### JOB
Copy verbatim the lines of the listing below, beginning with the line that contains "Exercise. Point out the eyeglasses" and continuing through the final line of the listing, with both ends included.

### INFORMATION SHOWN
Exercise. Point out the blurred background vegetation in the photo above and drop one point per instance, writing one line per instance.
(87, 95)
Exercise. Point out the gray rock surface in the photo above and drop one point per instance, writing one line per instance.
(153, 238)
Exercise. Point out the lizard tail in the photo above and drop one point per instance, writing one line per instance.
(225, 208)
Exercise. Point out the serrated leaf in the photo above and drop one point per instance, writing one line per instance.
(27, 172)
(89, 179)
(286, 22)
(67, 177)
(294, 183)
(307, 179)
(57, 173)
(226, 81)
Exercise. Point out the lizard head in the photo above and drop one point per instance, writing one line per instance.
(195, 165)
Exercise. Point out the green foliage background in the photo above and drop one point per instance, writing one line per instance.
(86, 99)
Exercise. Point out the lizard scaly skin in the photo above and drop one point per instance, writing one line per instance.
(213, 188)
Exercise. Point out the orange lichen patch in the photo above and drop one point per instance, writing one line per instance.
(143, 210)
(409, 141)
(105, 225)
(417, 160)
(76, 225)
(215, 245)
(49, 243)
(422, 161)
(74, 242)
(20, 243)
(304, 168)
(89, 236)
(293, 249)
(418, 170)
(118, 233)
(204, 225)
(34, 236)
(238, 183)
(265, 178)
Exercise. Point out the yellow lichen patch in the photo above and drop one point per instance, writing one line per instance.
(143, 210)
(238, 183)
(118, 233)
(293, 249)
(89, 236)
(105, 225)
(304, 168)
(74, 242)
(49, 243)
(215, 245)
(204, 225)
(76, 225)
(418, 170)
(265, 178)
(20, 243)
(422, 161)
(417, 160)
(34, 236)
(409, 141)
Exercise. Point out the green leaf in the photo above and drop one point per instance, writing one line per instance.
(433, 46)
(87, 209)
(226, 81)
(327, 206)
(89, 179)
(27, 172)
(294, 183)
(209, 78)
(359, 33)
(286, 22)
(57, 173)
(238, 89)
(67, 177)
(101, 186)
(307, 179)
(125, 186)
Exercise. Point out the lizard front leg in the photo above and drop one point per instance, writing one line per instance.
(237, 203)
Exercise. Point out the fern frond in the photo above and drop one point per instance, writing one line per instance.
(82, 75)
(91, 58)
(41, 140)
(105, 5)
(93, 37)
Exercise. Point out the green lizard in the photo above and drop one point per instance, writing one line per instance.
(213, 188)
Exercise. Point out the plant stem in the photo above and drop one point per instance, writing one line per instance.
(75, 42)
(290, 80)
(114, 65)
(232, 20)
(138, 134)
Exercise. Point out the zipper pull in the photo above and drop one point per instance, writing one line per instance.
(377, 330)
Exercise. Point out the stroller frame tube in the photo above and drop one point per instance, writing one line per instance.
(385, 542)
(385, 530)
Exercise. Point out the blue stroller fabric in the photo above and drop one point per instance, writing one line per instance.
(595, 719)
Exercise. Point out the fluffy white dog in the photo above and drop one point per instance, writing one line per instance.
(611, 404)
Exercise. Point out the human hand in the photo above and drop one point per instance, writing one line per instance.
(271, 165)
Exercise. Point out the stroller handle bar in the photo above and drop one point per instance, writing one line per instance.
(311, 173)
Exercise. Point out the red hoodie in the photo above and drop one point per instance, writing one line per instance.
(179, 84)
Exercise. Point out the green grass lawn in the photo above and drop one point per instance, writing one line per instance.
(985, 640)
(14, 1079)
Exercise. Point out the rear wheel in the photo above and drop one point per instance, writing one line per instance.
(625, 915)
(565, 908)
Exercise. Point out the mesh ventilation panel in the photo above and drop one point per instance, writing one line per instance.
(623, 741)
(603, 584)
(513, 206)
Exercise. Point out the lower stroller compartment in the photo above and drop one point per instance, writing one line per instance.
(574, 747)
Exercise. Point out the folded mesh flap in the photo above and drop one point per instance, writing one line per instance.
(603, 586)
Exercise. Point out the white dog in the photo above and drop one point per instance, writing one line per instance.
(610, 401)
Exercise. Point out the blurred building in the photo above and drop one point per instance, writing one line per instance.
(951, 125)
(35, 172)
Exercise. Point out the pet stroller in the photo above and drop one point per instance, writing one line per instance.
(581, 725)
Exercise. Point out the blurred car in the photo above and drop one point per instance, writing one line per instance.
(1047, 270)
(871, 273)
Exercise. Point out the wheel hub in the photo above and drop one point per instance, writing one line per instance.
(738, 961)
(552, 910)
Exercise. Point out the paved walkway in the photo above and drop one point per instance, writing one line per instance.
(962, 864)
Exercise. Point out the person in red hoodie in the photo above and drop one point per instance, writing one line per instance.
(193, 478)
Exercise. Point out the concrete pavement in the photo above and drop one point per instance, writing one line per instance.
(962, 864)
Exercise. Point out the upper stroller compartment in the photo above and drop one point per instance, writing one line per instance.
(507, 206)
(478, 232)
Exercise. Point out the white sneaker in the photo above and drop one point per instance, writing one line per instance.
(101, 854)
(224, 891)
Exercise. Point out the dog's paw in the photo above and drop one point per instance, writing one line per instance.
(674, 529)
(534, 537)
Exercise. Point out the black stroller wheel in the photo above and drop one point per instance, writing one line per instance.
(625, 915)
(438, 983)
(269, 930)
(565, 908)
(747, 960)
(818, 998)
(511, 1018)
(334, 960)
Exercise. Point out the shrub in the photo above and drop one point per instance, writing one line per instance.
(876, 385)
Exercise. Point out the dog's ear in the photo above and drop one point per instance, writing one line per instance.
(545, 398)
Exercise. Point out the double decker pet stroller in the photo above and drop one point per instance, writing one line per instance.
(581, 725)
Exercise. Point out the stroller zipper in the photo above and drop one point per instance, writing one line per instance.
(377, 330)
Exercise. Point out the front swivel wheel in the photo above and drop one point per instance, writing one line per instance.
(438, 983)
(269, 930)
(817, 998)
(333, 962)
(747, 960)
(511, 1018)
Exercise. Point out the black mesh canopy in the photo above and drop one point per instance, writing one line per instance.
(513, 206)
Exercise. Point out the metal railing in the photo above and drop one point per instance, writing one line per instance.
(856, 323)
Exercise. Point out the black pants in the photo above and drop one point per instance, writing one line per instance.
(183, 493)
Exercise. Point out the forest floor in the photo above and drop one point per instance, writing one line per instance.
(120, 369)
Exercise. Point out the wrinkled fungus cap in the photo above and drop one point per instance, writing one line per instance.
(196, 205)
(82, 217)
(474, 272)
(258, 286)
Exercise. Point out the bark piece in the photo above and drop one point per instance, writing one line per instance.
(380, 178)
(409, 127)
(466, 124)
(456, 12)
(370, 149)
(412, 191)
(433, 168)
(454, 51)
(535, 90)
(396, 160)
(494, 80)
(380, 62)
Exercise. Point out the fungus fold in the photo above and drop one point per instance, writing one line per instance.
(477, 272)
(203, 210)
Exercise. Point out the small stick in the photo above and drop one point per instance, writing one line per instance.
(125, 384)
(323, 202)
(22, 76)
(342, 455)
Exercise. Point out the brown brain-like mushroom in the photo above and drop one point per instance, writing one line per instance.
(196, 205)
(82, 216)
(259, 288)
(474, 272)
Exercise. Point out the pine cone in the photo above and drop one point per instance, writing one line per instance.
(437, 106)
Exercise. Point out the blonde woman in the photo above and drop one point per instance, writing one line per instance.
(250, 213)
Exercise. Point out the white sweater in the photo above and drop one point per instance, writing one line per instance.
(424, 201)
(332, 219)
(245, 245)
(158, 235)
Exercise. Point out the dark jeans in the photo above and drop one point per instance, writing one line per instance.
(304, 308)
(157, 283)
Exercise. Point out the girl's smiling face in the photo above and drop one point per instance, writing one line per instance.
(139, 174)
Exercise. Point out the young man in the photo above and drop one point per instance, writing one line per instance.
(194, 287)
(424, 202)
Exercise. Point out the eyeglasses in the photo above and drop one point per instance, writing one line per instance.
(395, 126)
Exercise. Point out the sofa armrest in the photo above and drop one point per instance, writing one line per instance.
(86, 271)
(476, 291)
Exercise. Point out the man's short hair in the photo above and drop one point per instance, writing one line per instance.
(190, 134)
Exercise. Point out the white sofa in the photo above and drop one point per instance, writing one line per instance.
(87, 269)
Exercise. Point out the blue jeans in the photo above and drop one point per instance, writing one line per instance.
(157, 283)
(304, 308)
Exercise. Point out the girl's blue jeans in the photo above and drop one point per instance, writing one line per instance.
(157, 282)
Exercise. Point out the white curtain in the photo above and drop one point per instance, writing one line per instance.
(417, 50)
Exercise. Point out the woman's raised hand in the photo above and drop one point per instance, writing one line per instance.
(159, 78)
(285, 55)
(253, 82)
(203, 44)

### SOLVED PROBLEM
Exercise. Point out the eyeglasses in the photo above and drop one point per instance, writing one line per instance.
(395, 126)
Exercise. Point out the sofa armrest in the photo above and drop one point per instance, writing one line per instance.
(86, 271)
(476, 291)
Exercise. Point out the man's short hair in the photo above and drop one point per instance, writing one line per instance.
(190, 134)
Exercise. Point out the white sofa in the photo above and drop one point per instance, writing one line per instance.
(87, 269)
Exercise. Point out the blue jeans in the photo above and drop one point per instance, writing one line per instance.
(157, 283)
(304, 308)
Exercise. Point out the girl's blue jeans in the photo above and drop one point per instance, writing one line per instance.
(157, 282)
Exercise. Point out the white curtain in the photo above and drop one point per instance, writing one line per instance.
(417, 50)
Exercise. Point out the woman's raised hand in the photo above and drop one point per instance, writing one line per instance.
(159, 78)
(285, 55)
(253, 82)
(203, 44)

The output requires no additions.